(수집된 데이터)
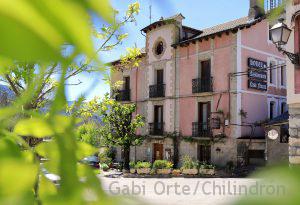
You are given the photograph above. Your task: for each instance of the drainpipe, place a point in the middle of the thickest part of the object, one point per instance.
(229, 96)
(136, 79)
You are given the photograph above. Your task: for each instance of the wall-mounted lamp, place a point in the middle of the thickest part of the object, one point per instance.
(280, 34)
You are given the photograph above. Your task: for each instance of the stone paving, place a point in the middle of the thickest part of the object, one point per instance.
(173, 191)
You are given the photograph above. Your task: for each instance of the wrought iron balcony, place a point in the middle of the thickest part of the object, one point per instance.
(157, 91)
(202, 130)
(123, 95)
(156, 128)
(201, 85)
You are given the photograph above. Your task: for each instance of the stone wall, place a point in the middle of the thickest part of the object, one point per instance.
(294, 121)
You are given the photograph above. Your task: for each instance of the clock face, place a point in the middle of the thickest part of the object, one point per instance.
(273, 134)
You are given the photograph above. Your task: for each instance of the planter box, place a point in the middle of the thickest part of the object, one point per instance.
(176, 173)
(207, 171)
(143, 171)
(190, 171)
(163, 171)
(132, 171)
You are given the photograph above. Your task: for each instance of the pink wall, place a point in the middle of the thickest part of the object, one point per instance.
(222, 61)
(187, 115)
(297, 49)
(257, 37)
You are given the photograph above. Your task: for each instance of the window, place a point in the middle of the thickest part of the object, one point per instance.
(271, 80)
(126, 83)
(272, 109)
(283, 107)
(284, 134)
(205, 69)
(270, 36)
(159, 77)
(272, 73)
(282, 76)
(159, 48)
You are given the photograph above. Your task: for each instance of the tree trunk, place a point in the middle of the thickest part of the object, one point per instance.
(126, 158)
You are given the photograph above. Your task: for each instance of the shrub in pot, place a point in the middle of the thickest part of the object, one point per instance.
(163, 166)
(176, 172)
(132, 167)
(104, 167)
(189, 167)
(207, 169)
(143, 167)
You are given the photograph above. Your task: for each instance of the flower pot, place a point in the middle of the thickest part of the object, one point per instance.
(143, 170)
(163, 171)
(176, 172)
(190, 171)
(207, 171)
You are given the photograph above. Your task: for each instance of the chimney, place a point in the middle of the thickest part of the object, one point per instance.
(256, 9)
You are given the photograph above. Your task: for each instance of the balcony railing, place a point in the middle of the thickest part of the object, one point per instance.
(156, 128)
(157, 91)
(202, 130)
(272, 4)
(123, 95)
(201, 85)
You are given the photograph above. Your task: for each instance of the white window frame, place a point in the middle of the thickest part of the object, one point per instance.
(268, 34)
(280, 103)
(279, 75)
(275, 101)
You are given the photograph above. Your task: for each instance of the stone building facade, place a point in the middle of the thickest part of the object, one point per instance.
(293, 86)
(204, 92)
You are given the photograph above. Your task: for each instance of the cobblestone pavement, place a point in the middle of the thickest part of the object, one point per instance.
(183, 191)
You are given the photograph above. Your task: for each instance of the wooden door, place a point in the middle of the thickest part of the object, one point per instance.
(158, 151)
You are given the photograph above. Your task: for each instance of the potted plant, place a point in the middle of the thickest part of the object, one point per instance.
(176, 172)
(207, 169)
(189, 167)
(163, 167)
(104, 167)
(143, 167)
(132, 167)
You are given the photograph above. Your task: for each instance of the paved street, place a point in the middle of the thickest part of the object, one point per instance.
(181, 191)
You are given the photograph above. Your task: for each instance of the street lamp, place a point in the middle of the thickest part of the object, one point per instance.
(280, 34)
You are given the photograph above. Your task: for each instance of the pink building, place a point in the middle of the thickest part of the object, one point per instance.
(293, 76)
(205, 92)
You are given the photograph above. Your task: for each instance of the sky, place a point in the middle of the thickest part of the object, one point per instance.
(198, 14)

**주어진 과제:**
"the sky, place" 문구가 들어 있는 줄부터 항목의 마지막 줄까지, 양 끝 줄을 모두 포함해 JSON 문자열 목록으로 다시 쓰세요. 한 줄을 문자열 하나로 하고 빈 줄은 빼세요.

**과제 풀이:**
[
  "You are given the photograph above. Your task: for each instance of the sky, place a point in the middle of the thickest part of the object, one point per instance.",
  "(198, 14)"
]